Exercise brief
Every line below that includes the word "left" needs to be copied.

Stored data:
★ ★ ★ ★

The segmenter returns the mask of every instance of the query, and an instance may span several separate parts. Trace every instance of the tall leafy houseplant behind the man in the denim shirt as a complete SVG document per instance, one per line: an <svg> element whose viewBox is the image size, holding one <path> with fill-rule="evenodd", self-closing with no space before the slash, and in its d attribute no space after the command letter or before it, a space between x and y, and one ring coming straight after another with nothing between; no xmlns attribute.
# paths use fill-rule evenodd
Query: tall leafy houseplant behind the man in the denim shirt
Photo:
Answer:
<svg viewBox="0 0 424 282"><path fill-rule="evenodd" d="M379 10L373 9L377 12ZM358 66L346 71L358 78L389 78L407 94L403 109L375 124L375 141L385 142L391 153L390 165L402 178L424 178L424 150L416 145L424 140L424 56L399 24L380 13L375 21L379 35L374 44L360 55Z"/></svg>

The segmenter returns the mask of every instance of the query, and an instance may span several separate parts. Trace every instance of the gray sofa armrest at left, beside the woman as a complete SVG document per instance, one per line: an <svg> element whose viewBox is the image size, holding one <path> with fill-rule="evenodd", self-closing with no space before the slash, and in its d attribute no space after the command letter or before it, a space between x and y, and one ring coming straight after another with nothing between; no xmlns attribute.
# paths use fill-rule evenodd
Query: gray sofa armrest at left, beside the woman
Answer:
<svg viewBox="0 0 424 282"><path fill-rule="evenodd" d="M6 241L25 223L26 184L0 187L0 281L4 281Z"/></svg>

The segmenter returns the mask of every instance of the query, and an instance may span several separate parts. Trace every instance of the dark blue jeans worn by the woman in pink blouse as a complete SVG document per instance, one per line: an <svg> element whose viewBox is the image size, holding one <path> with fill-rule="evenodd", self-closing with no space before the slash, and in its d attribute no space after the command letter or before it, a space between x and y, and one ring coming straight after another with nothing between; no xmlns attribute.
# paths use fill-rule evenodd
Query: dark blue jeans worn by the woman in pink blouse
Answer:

★ ★ ★ ★

Answer for this exercise
The segmenter returns the mask of every instance of the query, and an instance may span several separate parts. Trace every instance of the gray sofa armrest at left, beside the woman as a complete SVG document per instance, one per line: an <svg> element whose viewBox is the image size, holding one <path> with fill-rule="evenodd", self-closing with no space before the slash, and in its d attribute no space after the command letter or before it, a space between x and y, and one ring coming straight after another with nothing between; no xmlns attribute.
Query: gray sofa armrest at left, beside the woman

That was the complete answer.